EXCERPT
Source: Macrobond. Past performance is no guarantee of future results.
The common riposte for the extremes in sentiment and positioning is that speculative excess is not actually widespread—it is simply concentrated in the major US benchmarks. For every segment where speculation seems rampant, such as the AI narrative or crypto, a zone of investment neglect can be identified—Chinese equities, regional banks or energy.
Moreover, credit markets seem unperturbed: there is no message of impending stress here. The optimists argue that the equity bull can be sustained to the extent that it broadens in nature, supported by sustained growth. While the excess of concentrated US positioning is clear, some broadening of investor participation to other sectors could offset these risks, at least in the absence of a recession.
This picture is one where the investment risk in 2025 is not of the dramatic variety. More benignly, this might be a summit of the 2000 kind, without a recession and unfolding over a prolonged period. For this reason, it can be more difficult to identify market tops, which can exhibit multiple peaks over multiple quarters in contrast with market troughs.
The investment industry will always keep dancing until the music stops. Today’s setting encourages this, though a more severe outcome should not be excluded. There are some signs that recession is finally approaching, though these are not decisive, and investors have assumed that fiscal and monetary policy will backstop the most deleterious outcomes.
Investment flows suggest that most non-US investors have come to believe that few assets can compete with the established growth stocks of America. In this respect, Trump’s electoral victory is the cherry on the sundae. The counterpart to this feast is the comparative famine of most value assets in the rest of the world.
Of course, the major regions outside America have rarely seemed so unappealing. The economic stagnation and crisis of governance in Europe is more and more apparent. The loss of confidence in China appears to be irremediable, thanks to the CCP’s inability to call itself into question. Japan's demographic decline prevents it from recovering a status as an autonomous foyer of growth.
This global supremacy of the US has coincided with the latter's growing concentration of returns. Technology stocks now account for 40% of US capitalization. Since the 2008 crisis, the dominant trend across global equities has been concentration–the opposite of diversification. Global capital has been reallocated from the periphery to the American center–another form of deglobalization.
Yet, American financial supremacy has become so mature and widely recognized that clients should be reluctant to project its extension through this decade. Equally, one should be wary of hasty assumptions about the consequences of Trump 2.0.
The Trump influence since 2016 has already significantly contributed to America’s financial supremacy. The transition to fiscal expansionism has been an enormous tailwind for economic growth and spurred the rise in corporate profitability. Trump would like to extend that through lower taxes, lower interest rates, business-friendly regulation and low energy costs. Yet, there are major obstacles.
The Federal deficit has risen to over 6% of GDP, while interest expenses as a share of federal receipts4 are ballooning. Can fiscal expansion be extended without destabilizing the bond market? Without a degree of fiscal restraint, is an agenda of domestic growth that does not rely upon an improved labor supply or imports from low-cost sources compatible with price stability?

WRITTEN PROBLEM 1
For each statement about the excerpt, answer yes or no according to whether the excerpt supports it, and quote the exact words that decide it: (a) Technology stocks make up 40% of US capitalization. (b) Credit markets are signaling impending stress. (c) The Federal deficit has fallen below 6% of GDP.
The excerpt and the records that follow it come from separate, unrelated sources.

RECORDS SUPPLIED

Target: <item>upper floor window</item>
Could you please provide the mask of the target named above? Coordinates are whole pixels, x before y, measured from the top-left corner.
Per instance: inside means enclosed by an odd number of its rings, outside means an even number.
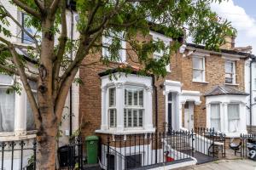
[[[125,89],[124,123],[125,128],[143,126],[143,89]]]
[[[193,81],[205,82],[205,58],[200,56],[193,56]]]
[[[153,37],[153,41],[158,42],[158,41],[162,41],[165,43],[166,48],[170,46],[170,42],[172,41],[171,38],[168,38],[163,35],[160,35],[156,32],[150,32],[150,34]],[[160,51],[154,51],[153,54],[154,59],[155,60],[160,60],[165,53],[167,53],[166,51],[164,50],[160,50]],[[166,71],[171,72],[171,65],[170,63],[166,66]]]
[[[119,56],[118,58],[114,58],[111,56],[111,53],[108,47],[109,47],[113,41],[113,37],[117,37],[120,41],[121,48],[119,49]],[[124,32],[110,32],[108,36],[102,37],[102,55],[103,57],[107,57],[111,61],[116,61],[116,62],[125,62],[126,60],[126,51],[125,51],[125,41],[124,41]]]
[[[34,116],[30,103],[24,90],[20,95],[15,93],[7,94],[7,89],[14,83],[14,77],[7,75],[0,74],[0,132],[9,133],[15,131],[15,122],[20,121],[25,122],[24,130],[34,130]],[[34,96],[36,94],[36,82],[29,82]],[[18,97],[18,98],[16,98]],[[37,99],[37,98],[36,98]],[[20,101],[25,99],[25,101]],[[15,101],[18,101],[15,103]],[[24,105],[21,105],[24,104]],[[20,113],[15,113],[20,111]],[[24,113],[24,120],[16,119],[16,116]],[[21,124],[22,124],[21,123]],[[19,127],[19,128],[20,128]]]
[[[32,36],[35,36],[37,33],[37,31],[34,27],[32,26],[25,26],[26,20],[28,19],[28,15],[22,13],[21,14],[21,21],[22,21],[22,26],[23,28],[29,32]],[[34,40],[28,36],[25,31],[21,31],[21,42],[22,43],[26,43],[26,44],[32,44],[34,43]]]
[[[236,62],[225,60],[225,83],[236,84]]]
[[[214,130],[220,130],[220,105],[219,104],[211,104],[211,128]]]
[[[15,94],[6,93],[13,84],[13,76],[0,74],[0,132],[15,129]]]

---

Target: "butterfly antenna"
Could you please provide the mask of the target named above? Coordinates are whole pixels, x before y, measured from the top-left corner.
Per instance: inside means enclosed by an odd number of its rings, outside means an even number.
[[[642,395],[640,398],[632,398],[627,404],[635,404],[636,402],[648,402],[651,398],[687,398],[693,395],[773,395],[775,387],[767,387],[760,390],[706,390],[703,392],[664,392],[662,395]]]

---

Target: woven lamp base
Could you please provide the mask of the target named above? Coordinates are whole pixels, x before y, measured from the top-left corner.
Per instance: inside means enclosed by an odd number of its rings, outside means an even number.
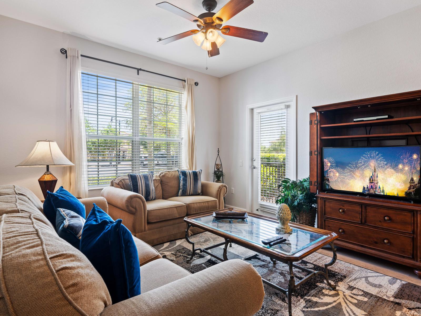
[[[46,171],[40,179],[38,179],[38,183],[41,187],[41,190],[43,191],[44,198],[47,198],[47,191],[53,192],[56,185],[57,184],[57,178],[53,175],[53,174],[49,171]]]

WRITTEN PROBLEM 2
Retype the portion of the records that opens with the line containing "Target: <item>upper floor window</item>" and closes with the line containing "[[[125,89],[124,123],[125,128],[143,126],[143,89]]]", including both of those lines. Leave out the pictures.

COMPLETE ANSWER 1
(a) Yes: "Technology stocks now account for 40% of US capitalization."
(b) No: "credit markets seem unperturbed: there is no message of impending stress here."
(c) No: "The Federal deficit has risen to over 6% of GDP"

COMPLETE ANSWER 2
Target: <item>upper floor window</item>
Could you please provide the mask of the target named above? Coordinates are whole pixels, x before y, measured from the top-left corner.
Per instance: inside means enclosed by an odd number of its rings, outside means an even number.
[[[125,89],[124,123],[125,128],[143,126],[143,89]]]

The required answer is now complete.